[Stored data]
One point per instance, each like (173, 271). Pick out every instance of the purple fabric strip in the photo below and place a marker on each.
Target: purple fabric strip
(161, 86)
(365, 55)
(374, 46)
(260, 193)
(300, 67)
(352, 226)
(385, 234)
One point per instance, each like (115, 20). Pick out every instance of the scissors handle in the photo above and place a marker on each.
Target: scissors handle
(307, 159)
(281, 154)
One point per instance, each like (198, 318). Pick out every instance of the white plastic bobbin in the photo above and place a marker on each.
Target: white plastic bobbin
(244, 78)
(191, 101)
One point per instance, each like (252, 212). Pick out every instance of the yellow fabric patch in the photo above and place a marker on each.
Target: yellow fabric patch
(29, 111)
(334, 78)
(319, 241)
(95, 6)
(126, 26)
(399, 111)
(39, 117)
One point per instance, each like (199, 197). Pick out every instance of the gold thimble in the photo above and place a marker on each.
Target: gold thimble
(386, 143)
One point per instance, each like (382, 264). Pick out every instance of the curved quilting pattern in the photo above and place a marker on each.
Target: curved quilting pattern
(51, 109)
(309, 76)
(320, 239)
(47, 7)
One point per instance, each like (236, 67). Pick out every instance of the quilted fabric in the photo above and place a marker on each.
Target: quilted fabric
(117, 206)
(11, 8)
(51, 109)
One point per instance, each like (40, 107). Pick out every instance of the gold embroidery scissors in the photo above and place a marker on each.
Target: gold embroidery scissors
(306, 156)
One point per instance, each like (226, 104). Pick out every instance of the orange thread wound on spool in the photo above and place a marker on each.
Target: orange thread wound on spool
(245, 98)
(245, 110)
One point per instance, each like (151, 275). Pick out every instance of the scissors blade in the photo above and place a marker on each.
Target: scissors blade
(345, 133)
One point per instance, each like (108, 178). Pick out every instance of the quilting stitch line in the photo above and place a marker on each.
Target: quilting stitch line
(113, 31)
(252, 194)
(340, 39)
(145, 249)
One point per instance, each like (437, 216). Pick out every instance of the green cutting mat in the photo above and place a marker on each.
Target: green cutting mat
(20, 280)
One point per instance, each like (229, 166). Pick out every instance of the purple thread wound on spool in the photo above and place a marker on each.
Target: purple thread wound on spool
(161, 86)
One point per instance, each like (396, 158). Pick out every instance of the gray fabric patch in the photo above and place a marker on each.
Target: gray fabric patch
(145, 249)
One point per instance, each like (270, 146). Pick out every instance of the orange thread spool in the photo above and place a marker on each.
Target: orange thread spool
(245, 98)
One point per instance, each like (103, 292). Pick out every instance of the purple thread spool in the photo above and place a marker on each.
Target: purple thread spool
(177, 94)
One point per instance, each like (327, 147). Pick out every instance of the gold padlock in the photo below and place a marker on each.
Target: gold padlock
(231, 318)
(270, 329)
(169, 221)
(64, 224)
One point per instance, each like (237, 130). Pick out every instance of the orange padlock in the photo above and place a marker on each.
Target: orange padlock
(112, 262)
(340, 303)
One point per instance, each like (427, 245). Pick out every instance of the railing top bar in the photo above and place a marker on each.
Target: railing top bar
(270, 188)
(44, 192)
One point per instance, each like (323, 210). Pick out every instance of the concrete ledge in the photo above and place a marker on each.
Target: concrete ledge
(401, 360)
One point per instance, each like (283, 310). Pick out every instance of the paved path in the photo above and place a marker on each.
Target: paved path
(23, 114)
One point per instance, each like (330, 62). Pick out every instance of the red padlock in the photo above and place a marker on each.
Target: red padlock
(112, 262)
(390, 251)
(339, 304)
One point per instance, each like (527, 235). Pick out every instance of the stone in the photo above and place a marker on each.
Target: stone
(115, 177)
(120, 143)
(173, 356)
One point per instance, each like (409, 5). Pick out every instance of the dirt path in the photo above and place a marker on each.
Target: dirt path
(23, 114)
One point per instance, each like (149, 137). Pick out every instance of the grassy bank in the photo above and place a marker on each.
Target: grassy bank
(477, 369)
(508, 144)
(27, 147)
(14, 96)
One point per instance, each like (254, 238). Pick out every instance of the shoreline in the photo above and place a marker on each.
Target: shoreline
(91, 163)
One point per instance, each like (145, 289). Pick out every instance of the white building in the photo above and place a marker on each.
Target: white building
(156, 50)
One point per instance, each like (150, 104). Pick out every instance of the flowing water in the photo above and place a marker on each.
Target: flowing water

▸ TASK DESCRIPTION: Every line in the records above with the string "below" in it should be shown.

▸ SOLUTION TO THIS TASK:
One point per instance, each like (173, 271). Pick out every instance of the purple fabric strip in the photo below and place a marker on each.
One point per instance, each like (327, 147). Pick out every instance of the gold padlock in the photo below and place a marker on each.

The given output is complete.